[Natural language region descriptions]
___
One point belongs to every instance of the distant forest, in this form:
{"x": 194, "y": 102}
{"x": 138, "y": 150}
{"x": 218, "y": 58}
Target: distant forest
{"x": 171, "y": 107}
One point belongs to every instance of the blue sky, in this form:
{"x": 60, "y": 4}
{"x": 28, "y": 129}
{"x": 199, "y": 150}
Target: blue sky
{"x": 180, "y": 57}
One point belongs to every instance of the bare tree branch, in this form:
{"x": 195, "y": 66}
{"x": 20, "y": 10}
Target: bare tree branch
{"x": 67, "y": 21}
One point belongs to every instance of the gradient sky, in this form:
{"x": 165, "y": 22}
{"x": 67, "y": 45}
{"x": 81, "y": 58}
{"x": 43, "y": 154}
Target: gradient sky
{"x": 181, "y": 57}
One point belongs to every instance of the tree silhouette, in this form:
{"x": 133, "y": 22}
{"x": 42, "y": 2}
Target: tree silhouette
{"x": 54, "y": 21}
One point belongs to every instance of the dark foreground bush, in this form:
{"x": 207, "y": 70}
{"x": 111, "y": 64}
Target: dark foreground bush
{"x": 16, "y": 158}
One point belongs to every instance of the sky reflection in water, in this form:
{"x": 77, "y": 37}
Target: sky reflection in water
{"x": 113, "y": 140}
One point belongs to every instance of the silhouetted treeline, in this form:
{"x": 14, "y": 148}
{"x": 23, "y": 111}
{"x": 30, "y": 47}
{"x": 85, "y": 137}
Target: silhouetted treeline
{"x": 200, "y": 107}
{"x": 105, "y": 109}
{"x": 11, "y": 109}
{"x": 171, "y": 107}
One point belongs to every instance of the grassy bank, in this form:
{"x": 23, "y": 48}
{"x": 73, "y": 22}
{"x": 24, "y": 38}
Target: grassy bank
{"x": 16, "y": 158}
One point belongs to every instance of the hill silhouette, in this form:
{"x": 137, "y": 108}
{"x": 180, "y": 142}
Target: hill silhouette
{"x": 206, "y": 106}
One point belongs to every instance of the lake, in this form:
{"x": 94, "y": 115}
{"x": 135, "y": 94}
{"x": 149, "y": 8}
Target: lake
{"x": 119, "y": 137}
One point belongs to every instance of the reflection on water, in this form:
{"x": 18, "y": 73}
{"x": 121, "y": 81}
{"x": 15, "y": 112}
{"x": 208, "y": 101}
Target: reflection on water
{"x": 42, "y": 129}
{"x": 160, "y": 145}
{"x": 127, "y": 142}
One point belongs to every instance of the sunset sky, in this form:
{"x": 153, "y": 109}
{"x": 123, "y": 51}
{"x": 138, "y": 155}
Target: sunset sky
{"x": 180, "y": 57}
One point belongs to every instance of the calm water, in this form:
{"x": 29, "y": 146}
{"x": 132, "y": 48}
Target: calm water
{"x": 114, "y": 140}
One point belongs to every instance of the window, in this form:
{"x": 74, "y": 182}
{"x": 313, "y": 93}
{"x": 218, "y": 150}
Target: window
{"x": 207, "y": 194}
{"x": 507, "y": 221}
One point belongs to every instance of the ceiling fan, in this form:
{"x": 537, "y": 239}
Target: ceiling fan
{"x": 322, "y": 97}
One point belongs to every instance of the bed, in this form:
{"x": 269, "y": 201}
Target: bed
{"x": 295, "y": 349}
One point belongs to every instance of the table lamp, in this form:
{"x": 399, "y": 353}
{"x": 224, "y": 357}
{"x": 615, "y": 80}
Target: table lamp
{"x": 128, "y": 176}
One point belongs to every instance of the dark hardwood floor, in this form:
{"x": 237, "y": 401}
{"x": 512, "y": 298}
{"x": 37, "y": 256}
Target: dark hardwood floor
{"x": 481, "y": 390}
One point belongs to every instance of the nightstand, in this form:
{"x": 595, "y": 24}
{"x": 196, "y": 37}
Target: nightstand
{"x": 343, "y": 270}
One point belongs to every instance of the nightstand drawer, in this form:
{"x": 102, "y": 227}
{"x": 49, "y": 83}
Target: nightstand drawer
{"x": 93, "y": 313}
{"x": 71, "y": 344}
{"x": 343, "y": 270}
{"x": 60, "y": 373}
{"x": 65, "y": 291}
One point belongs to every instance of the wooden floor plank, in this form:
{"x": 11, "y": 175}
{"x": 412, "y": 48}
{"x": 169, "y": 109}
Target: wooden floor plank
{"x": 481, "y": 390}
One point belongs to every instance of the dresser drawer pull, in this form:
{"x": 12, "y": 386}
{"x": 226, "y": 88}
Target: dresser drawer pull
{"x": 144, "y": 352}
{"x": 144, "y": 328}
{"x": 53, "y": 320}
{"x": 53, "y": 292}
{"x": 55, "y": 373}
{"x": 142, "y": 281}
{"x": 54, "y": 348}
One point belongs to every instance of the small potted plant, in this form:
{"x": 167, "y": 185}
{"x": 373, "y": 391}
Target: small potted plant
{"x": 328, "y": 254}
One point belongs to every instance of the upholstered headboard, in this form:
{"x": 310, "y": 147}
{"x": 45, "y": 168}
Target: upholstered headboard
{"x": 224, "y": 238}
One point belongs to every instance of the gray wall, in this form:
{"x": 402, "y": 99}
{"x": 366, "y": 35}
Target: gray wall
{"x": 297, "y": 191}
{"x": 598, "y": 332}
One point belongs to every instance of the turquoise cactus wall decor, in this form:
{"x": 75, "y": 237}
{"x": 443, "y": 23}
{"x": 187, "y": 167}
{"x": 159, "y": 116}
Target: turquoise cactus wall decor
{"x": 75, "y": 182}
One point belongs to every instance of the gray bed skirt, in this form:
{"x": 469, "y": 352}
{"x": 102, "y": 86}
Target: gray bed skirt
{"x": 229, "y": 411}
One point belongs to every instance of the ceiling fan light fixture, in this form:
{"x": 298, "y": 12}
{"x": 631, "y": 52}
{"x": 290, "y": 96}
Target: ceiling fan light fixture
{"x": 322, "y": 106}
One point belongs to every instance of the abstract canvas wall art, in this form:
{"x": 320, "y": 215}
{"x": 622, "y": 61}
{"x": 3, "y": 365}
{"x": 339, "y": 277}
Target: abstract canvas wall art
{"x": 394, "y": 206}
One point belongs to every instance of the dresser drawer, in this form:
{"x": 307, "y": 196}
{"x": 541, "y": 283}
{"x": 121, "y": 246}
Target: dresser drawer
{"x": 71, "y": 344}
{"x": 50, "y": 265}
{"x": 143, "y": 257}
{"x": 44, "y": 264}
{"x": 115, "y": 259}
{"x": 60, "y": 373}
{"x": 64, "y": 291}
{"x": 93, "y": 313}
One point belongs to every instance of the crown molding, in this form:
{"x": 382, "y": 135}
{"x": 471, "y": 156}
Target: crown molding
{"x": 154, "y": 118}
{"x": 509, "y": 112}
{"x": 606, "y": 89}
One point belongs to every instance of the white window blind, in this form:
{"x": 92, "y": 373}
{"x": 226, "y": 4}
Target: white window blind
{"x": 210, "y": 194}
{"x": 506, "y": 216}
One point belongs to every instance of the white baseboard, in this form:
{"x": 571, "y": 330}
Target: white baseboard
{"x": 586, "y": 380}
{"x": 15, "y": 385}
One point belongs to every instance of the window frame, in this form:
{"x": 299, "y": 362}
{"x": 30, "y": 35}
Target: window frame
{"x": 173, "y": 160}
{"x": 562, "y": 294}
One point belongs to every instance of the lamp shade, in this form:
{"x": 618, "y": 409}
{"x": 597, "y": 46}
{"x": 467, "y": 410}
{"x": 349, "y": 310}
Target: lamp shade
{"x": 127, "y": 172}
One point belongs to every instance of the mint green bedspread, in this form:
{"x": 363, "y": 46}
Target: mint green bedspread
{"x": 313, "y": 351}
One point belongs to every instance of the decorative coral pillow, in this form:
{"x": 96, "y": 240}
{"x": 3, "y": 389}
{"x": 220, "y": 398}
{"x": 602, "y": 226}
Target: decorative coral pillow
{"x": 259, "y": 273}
___
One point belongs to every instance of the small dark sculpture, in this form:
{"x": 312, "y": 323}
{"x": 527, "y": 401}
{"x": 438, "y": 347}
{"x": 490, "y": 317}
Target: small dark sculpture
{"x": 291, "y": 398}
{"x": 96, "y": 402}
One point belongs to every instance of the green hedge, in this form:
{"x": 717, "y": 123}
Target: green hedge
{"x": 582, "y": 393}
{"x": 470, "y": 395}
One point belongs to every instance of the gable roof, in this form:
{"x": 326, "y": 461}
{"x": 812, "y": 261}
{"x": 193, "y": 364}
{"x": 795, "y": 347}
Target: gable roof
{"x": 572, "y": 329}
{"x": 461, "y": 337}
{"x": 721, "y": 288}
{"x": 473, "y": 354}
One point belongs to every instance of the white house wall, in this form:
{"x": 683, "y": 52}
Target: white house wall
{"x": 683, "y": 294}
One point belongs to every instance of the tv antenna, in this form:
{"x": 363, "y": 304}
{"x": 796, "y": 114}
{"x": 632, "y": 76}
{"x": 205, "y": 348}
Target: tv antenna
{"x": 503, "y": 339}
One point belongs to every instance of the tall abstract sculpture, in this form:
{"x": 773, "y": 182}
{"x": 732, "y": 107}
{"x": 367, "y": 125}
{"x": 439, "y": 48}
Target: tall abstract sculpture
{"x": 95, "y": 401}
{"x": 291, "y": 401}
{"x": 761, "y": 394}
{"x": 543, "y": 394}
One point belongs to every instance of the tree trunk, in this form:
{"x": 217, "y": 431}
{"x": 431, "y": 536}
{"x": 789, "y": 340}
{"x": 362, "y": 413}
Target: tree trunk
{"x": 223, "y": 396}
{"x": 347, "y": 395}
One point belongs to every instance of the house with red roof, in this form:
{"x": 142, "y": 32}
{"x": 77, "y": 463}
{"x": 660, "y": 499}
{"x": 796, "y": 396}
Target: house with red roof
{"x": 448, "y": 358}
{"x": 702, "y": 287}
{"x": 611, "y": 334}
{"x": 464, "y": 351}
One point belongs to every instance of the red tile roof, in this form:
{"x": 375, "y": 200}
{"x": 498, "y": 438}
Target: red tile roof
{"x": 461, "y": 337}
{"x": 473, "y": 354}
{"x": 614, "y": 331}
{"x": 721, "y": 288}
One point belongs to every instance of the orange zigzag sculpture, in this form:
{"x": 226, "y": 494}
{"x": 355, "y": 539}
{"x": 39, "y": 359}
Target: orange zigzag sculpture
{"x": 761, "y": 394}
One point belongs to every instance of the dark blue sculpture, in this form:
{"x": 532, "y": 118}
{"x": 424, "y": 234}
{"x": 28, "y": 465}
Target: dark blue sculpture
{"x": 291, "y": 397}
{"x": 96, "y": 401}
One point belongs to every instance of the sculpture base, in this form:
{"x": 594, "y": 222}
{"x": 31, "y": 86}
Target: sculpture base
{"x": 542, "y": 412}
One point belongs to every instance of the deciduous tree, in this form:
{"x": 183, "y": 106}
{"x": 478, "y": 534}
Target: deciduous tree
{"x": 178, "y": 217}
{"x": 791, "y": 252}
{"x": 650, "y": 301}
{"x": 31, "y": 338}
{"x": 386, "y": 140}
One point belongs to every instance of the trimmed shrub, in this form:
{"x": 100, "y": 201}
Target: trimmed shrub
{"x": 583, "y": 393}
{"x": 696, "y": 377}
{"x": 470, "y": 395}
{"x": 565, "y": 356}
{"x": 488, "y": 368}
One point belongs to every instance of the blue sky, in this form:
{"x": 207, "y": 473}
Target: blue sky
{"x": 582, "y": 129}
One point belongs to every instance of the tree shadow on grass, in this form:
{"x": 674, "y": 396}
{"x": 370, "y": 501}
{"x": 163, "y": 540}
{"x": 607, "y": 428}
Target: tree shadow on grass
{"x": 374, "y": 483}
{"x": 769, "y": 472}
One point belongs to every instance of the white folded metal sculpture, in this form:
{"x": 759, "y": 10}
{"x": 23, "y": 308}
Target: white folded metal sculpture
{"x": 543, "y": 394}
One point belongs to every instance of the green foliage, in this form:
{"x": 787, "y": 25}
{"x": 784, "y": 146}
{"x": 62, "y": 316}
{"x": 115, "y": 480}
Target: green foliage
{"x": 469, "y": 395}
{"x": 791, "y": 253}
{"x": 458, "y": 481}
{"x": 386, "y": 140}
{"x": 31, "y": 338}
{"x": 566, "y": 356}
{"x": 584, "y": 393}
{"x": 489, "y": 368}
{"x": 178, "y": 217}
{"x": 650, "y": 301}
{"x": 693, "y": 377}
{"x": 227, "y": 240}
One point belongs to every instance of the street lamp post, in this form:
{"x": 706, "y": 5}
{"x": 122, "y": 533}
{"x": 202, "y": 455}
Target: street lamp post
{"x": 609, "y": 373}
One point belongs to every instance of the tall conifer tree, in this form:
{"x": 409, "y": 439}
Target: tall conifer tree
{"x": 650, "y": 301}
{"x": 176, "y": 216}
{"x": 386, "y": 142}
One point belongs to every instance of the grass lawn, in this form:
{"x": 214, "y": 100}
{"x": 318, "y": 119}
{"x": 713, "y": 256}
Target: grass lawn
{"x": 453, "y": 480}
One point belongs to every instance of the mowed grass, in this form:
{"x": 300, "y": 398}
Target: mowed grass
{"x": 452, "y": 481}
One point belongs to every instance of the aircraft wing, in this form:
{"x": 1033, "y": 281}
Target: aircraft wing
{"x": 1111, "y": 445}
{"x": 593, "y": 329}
___
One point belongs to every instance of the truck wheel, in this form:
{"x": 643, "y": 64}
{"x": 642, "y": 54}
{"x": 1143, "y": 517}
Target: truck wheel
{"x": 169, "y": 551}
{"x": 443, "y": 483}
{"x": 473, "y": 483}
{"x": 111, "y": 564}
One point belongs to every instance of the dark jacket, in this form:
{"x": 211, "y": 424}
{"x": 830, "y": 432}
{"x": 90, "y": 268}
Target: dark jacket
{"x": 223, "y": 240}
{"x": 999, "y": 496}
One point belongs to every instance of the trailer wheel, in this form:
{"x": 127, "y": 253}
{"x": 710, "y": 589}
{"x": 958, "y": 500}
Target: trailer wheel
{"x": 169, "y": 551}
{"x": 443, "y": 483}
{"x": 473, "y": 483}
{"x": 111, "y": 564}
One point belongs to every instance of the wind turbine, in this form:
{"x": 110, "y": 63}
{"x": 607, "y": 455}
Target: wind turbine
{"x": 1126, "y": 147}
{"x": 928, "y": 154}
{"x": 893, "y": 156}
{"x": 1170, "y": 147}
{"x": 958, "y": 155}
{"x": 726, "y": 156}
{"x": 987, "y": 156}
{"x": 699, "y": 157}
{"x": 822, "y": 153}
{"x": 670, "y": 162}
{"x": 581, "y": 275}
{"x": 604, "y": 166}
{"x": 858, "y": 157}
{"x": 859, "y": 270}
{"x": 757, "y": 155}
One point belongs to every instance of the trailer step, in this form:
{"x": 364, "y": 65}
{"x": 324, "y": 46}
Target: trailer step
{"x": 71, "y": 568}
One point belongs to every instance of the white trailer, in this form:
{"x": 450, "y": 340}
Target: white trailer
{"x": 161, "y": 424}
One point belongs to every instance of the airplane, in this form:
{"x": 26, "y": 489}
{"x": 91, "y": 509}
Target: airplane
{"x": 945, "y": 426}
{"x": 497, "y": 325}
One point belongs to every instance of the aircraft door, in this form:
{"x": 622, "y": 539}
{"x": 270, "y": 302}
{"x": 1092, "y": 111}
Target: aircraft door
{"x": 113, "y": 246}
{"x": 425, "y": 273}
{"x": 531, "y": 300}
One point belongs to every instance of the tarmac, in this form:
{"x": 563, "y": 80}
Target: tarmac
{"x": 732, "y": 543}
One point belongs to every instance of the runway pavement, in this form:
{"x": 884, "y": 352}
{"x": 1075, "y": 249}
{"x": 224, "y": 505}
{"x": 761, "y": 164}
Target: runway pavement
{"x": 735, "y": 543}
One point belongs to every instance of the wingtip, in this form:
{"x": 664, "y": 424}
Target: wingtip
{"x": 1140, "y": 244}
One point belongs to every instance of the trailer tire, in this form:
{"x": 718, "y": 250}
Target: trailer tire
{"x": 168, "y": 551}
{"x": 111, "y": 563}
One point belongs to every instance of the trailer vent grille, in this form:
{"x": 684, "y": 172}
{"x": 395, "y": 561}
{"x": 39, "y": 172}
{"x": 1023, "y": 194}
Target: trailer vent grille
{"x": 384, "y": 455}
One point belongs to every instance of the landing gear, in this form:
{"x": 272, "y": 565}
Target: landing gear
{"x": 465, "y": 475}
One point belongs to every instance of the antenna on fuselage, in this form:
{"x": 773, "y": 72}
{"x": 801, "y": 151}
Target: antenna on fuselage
___
*About this exercise*: Go through the data and return each line where the word "fuselage" appears.

*Worked solution*:
One point belongs to every instance of the antenna on fuselage, in this form:
Target: antenna on fuselage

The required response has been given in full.